A regularidade com
que certos acontecimentos se repetem é de tal forma semelhante à dos eventos
astronómicos, que já não deveriam criar qualquer admiração quando surgem. É o
caso das tropelias dos jovens nas suas viagens de finalistas. Todos os anos há
notícias de comportamentos lamentáveis em hotéis e estâncias de turismo que
servem às mil maneiras para a hipocrisia nacional manifestar o seu escândalo,
para paizinhos mostrarem quanto gostam dos seus filhinhos a ponto de os
desculparem de todos e quaisquer disparates e para hoteleiros de baixa
categoria mostrarem como estão disponíveis para ganhar dinheiro à custa
criminosa de “bares abertos” disponíveis para jovens com menos de vinte anos.
Este ano não houve
nada de diferente do que infelizmente se passa neste tipo de viagens há dezenas
de anos, a não ser nenhum estudante ter morrido por se atirar de uma varanda
não acertando na piscina, vá lá, do mal o menos, que tudo o resto tem cura.
Mas houve alguma
informação que escapou para o exterior neste caso e que, essa sim, embora
silenciada pela comunicação social, é verdadeiramente merecedora de atenção. E
o simples facto de ter passado incólume diz bem da categoria do moralismo vesgo
que grassa pela nossa sociedade.
No meio da
discussão sobre as relações entre hoteleiros e organizadores de viagens
especializados em excursões de estudantes, lá se ficou a saber que estas (ou,
pelo menos, algumas delas) “agências de viagens” patrocinam listas para associações
de estudantes que, depois de eleitas, lhes “adjudicam” a organização dessas
viagens.
A corrupção tem
sido uma matéria que, em especial nos últimos tempos mercê da notoriedade de
alguns dos arguidos, acusados e mesmo condenados, tem lugar garantido na
comunicação social e nas preocupações de cidadãos honestos e preocupados com o
que se passa na sociedade. Até há uns tempos, em matéria de corrupção Portugal
surgia dentro da média dos países em termos mundiais, mas nos três primeiros
lugares dentro da União Europeia. Hoje em dia, perante a evidência das ligações
espúrias ou mesmo criminosas que se foram estabelecendo entre banca, grandes
empresas e personalidades políticas de grande relevância, a sensação
generalizada é de que, entre nós, a corrupção se tornou um verdadeiro flagelo.
E quem sofre com esta situação é sempre quem trabalha e paga os seus impostos a
tempo e horas, sem lhes tentar fugir, mal imaginando que, há algum tempo, o
Banco Mundial dizia que, sem corrupção, o nosso rendimento per capita
triplicaria, colocando-se ao nível do da Finlândia.

(Excertos de dados de anotação de pontos)
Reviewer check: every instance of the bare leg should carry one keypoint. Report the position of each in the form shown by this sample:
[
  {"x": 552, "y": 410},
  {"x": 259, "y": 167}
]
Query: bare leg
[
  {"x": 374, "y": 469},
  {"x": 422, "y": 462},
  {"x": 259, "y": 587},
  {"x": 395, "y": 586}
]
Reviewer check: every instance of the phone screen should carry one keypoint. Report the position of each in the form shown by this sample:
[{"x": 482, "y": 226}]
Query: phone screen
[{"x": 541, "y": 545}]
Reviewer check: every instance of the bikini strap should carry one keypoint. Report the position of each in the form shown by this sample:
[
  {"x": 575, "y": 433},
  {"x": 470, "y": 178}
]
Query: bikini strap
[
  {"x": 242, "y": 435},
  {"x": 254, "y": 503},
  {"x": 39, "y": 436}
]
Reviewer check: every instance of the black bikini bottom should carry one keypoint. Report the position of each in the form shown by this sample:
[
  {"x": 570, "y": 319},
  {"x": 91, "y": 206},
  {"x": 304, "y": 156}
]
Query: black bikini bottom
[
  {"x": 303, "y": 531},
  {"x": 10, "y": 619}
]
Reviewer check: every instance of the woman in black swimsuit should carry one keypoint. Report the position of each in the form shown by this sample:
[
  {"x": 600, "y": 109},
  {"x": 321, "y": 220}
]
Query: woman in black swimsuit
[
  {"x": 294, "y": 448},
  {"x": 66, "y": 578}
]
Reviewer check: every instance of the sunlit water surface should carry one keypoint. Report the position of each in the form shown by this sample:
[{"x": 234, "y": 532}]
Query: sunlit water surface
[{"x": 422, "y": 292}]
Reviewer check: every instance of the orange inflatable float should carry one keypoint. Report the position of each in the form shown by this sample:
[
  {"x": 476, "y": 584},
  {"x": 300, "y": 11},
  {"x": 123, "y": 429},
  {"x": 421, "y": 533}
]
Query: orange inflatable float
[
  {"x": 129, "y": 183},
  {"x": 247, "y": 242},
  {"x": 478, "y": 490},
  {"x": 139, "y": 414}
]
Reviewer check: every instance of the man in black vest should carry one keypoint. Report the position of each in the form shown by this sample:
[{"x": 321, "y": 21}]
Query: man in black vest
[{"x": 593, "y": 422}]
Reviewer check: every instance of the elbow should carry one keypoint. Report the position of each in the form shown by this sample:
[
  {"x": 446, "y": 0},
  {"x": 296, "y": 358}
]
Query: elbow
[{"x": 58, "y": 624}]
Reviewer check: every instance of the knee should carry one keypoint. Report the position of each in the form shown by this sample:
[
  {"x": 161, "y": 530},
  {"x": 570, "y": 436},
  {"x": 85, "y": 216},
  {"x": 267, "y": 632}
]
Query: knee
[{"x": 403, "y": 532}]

• _OBJETIVOS_:
a) Apresenta em lista numerada as linhas das entradas, desde a que contém "Reviewer check: every instance of the woman" até à última das entradas, ambas incluídas, sem as linhas em branco.
b) Continua o texto sobre as viagens de finalistas a partir do ponto em que termina.
O texto sobre as viagens de finalistas e as entradas são materiais separados.

• _CONJUNTO DE RESPOSTAS_:
a)
1. Reviewer check: every instance of the woman in black swimsuit should carry one keypoint. Report the position of each in the form shown by this sample:
2. [
3.   {"x": 600, "y": 109},
4.   {"x": 321, "y": 220}
5. ]
6. Query: woman in black swimsuit
7. [
8.   {"x": 294, "y": 448},
9.   {"x": 66, "y": 578}
10. ]
11. Reviewer check: every instance of the sunlit water surface should carry one keypoint. Report the position of each in the form shown by this sample:
12. [{"x": 234, "y": 532}]
13. Query: sunlit water surface
14. [{"x": 422, "y": 292}]
15. Reviewer check: every instance of the orange inflatable float should carry one keypoint. Report the position of each in the form shown by this sample:
16. [
17.   {"x": 476, "y": 584},
18.   {"x": 300, "y": 11},
19.   {"x": 123, "y": 429},
20.   {"x": 421, "y": 533}
21. ]
22. Query: orange inflatable float
23. [
24.   {"x": 129, "y": 183},
25.   {"x": 247, "y": 242},
26.   {"x": 478, "y": 490},
27.   {"x": 139, "y": 414}
28. ]
29. Reviewer check: every instance of the man in black vest should carry one keypoint. Report the position of each in the form shown by this sample:
30. [{"x": 321, "y": 21}]
31. Query: man in black vest
32. [{"x": 593, "y": 422}]
33. Reviewer check: every instance of the elbow should carry one keypoint. Report the position of each in the form shown by this sample:
34. [
35.   {"x": 446, "y": 0},
36.   {"x": 296, "y": 358}
37. ]
38. Query: elbow
39. [{"x": 58, "y": 624}]
40. Reviewer check: every instance of the knee should carry one keypoint. Report the position of each in the form shown by this sample:
41. [
42.   {"x": 161, "y": 530},
43.   {"x": 570, "y": 436},
44.   {"x": 85, "y": 216},
45.   {"x": 267, "y": 632}
46. ]
47. Query: knee
48. [{"x": 403, "y": 532}]

b)
A corrupção
funciona como um estado paralelo, que desvia dinheiro para o bolso de alguns,
em vez de servir para pagar funções do Estado, saúde, educação, dívida pública,
etc. Por isso, para além das questões éticas, uma simples posição de
consideração racional sobre a economia do país e sobre justiça social deveria
criar um forte espírito de condenação social da corrupção. Ao contrário, o que
se nota é a ideia generalizada de que só não rouba quem não pode e que o
verdadeiro problema é ser apanhado. A única sanção social sensível passou a ser
ir para a cadeia: quem é condenado a sanções que não incluem prisão não é visto
como criminoso e pior, continua a agir socialmente como se nada se tivesse
passado.
Mais uma vez,
estamos perante um problema de educação. Se a corrupção não for genericamente
considerada como um grave mal social, a sua desculpabilização é automática. Se
esta noção, que parece bem simples, não for transmitida aos jovens com
eficácia, resta o medo da aplicação da Lei, o que é bem pouco.
O facto de as
campanhas eleitorais para as associações de estudantes serem financiadas por
agências de turismo que, mais tarde, vão organizar as viagens dos estudantes,
significa apenas que nas próprias escolas se aprende vício e corrupção sem
qualquer penalização. Para esses estudantes, a corrupção torna-se a normalidade
e não a excepção, algo que lhes ficará para a vida toda, já que se sabe bem
que, em corrupção, o mal está em começar.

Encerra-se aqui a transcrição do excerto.